Sunday, December 20, 2009

The Man of the Year



Frank Rich calls Tiger the Man of the Year – “the farcical reduction ad absurdum of the decade’s flimflams!”
by Charlie Leck

It’s a good call to name Tiger Woods the Man of the Year, as Frank Rich has done in his NY Times column. Too bad it’s so negative. On a year when Barack Obama becomes the first President of color and wins the Nobel Peace Prize – when Bernie Madoff is sentenced to finish his life in prison for stealing billions – went countless financial wizards were unmasked as nothing more than frauds – when we realize we are mired so deeply in wars that were sold to us by Bernie Madoff-like politicians – we crown Tiger Woods as the most prominent example of “the great con.”

“If there’s been a consistent narrative to this year and every other in this decade, it’s that most of us, Bernanke included, have been so easily bamboozled. The men who played us for suckers, whether at Citigroup or Fannie Mae, at the White House or Ted Haggard’s megachurch, are the real movers and shakers of this century’s history so far. That’s why the obvious person of the year is Tiger Woods. His sham beatific image, questioned by almost no one until it collapsed, is nothing if not the farcical reductio ad absurdum of the decade’s flimflams, from the cancerous (the subprime mortgage) to the inane (balloon boy).”

“…What’s striking instead is the exceptional, Enron-sized gap between this golfer’s public image as a paragon of businesslike discipline and focus and the maniacally reckless life we now know he led. What’s equally striking, if not shocking, is that the American establishment and news media — all of it, not just golf writers or celebrity tabloids — fell for the Woods myth as hard as any fan and actively helped sustain and enhance it.”
As a radio personality out here on the plains often says: “Mr. Rich is either on to something or he’s on something!”

But, I’ll go a long with the call. Tiger Woods is the man of the year. He certainly crushed a part of my life and left me dizzied with disappointment. Five or six times a year I plan long, long camp-outs by the TV to watch 6, 8 or 10 hours of the major golf competitions – the Masters, the U.S. Open Championship, The Open (from Britain), the PGA Championship, the Players Championship, and an international team championship. It was a commonly known fact around here that the only thing I ever wanted on Father’s Day, from all of my children, was to be left on my own, in privacy, with a batch of tostados and guacamole dip, so I could watch the final day of the U.S. Open Golf Championship (played every Father's Day).

Now I have no interest. Perhaps something will stir inside me when Spring arrives, but, for now, I have only Tiger to thank for messing up my wonderful rituals. Now, when a champion is crowned in any of those events, the natural doubts will always hang in the air. Did the best player really win? And, if it’s Tiger who wins, the question will be: Who cares?

The height and shear nerve of Tiger’s con is too enormous to forgive easily. He might have not only destroyed the loyalty of those of us who loved to watch him do his work on a golf course, but he may have destroyed the comfortable livelihoods of a large group of successful and hopeful golf professionals.

If my attitude is multiplied by several million other enthusiasts around the nation, what does it do to the Professional Golfers Association of America? What does it do to the United States Golf Association? What impact does it have on the good fellow up the street who owns the nice, low green-fee, public golf course?

§ **EXERCISE DIRECTIONS**
Copy the passage of the Tiger Woods post above, starting at the words "Now I have no" and ending after "be: Who cares?", and replace "rituals" with "traditions".

§ **DATA SHOWN**

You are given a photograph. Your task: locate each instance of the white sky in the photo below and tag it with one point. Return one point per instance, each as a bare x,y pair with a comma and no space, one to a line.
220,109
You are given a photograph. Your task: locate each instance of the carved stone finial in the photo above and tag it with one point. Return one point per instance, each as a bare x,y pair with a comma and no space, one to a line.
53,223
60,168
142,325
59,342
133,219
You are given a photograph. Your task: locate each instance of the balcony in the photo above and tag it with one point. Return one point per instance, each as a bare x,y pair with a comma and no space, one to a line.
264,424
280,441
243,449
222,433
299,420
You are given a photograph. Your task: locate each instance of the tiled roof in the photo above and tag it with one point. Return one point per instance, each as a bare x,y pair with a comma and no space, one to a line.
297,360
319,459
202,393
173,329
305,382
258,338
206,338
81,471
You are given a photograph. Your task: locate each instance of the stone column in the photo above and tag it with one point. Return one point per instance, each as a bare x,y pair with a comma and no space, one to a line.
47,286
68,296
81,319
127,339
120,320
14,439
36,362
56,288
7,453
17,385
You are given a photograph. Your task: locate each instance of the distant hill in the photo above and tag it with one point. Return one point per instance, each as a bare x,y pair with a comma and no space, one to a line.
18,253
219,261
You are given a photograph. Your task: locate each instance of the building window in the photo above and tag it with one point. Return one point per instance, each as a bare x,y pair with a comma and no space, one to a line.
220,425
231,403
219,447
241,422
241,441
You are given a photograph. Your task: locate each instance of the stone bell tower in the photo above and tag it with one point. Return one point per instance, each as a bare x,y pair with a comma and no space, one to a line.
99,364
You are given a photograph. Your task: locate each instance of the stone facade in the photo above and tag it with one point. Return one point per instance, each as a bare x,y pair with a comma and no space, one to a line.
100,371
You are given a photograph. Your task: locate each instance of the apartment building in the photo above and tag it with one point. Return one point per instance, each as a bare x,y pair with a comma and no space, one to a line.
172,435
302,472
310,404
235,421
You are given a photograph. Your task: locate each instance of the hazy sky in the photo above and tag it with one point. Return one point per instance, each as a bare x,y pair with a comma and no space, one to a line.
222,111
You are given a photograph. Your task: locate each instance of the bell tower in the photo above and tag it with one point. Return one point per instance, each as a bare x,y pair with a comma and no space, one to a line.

§ **RESULT OF THE TASK**
Now I have no interest. Perhaps something will stir inside me when Spring arrives, but, for now, I have only Tiger to thank for messing up my wonderful traditions. Now, when a champion is crowned in any of those events, the natural doubts will always hang in the air. Did the best player really win? And, if it’s Tiger who wins, the question will be: Who cares?